DATA PROVIDED
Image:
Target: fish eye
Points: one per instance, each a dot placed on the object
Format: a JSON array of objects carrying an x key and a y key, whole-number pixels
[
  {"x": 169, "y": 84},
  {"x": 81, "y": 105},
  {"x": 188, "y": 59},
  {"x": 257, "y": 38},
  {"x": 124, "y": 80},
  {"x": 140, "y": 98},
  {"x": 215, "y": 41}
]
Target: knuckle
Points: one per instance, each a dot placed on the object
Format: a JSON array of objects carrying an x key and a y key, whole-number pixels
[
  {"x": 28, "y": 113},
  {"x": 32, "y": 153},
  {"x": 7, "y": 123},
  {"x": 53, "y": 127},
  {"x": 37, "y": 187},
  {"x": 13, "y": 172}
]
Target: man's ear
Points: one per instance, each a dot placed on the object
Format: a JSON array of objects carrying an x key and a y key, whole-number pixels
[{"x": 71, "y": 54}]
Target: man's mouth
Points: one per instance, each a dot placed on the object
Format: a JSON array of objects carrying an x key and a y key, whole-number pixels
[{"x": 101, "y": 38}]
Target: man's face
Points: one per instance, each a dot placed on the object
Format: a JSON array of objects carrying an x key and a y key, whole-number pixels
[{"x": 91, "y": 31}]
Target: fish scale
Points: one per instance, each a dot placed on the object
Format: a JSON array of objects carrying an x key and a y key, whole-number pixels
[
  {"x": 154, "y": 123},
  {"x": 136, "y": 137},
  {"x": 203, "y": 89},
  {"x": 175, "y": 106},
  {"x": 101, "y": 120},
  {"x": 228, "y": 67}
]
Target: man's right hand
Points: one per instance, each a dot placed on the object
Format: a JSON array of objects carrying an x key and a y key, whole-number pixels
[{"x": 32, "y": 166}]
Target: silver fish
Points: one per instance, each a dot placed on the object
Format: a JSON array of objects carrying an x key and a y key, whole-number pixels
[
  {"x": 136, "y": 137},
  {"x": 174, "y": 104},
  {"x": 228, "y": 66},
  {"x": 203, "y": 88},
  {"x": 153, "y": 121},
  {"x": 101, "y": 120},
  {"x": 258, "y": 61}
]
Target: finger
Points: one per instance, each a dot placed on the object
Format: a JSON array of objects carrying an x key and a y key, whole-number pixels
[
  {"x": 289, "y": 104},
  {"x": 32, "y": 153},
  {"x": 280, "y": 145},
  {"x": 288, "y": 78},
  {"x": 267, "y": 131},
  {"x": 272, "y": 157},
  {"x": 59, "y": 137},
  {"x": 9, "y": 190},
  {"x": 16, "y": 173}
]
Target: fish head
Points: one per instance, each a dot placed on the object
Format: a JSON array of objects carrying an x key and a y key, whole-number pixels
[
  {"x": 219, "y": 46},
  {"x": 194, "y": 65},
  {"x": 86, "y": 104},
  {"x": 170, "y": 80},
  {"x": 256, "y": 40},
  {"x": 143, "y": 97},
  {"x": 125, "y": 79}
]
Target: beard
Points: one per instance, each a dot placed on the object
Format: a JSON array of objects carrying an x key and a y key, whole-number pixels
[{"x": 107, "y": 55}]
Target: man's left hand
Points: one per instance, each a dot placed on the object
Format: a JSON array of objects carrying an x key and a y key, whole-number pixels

DIRECTION
Switch "dot" to "marker" throughout these lines and leave everything else unchanged.

OUTPUT OF THE TASK
Image:
Target: fish eye
Points: one per instance, each a marker placed on the object
Format: a JSON array of objects carrying an x key and a y key, whole-number pixels
[
  {"x": 169, "y": 84},
  {"x": 81, "y": 105},
  {"x": 188, "y": 59},
  {"x": 257, "y": 38},
  {"x": 124, "y": 80},
  {"x": 140, "y": 98},
  {"x": 215, "y": 41}
]
Target: knuckle
Points: one per instance, each a marker placed on the object
Format: a JSON array of objects carrying an x key and a y key, whole-number pixels
[
  {"x": 28, "y": 113},
  {"x": 32, "y": 153},
  {"x": 7, "y": 123},
  {"x": 53, "y": 127},
  {"x": 37, "y": 187},
  {"x": 13, "y": 172}
]
Target: man's ear
Points: one per instance, each a marker placed on the object
Format: a JSON array of objects carrying an x key and a y key, whole-number pixels
[{"x": 71, "y": 54}]
Target: man's mouth
Points: one per instance, each a marker placed on the object
Format: a JSON array of objects carrying an x key and a y key, whole-number pixels
[{"x": 101, "y": 38}]
Target: man's face
Points: one per instance, each a marker placed on the object
Format: a JSON array of objects carrying an x key and a y key, whole-number pixels
[{"x": 91, "y": 31}]
Target: fish scale
Points: one per instance, each a marker placed on the object
Format: a JSON array of objects carrying an x key and a y key, whole-number pixels
[
  {"x": 154, "y": 123},
  {"x": 136, "y": 137},
  {"x": 203, "y": 89},
  {"x": 175, "y": 106},
  {"x": 101, "y": 120},
  {"x": 228, "y": 67}
]
Target: man's right hand
Points: one per instance, each a marker placed on the object
Format: a JSON array of objects carrying an x key and a y key, whole-number pixels
[{"x": 32, "y": 166}]
Target: silver fish
Points: one per instance, each a marker placed on the object
Format: a JSON array of objects carrying an x key and a y key, whole-number pixels
[
  {"x": 136, "y": 137},
  {"x": 174, "y": 104},
  {"x": 228, "y": 66},
  {"x": 203, "y": 88},
  {"x": 153, "y": 121},
  {"x": 101, "y": 120},
  {"x": 258, "y": 61}
]
Target: finger
Points: one per instance, each a marker placed on the object
Format: a JSON array of objects carrying an x key and a y key, whole-number pixels
[
  {"x": 289, "y": 104},
  {"x": 32, "y": 153},
  {"x": 280, "y": 145},
  {"x": 288, "y": 78},
  {"x": 267, "y": 131},
  {"x": 272, "y": 157},
  {"x": 59, "y": 137},
  {"x": 9, "y": 190},
  {"x": 16, "y": 173}
]
Target: fish head
Points: one per instance, each a marker placed on the object
Format: a JSON array of objects carrying an x key and a y key, whole-number pixels
[
  {"x": 219, "y": 46},
  {"x": 194, "y": 65},
  {"x": 86, "y": 104},
  {"x": 170, "y": 80},
  {"x": 256, "y": 40},
  {"x": 143, "y": 97},
  {"x": 125, "y": 79}
]
Target: beard
Points: one per instance, each a marker placed on the object
Format: a JSON array of objects carrying an x key and a y key, whole-number pixels
[{"x": 107, "y": 55}]
Target: man's left hand
Points: one per instance, each a marker placed on the object
Format: a JSON array of objects carrying an x key and a y key, whole-number pixels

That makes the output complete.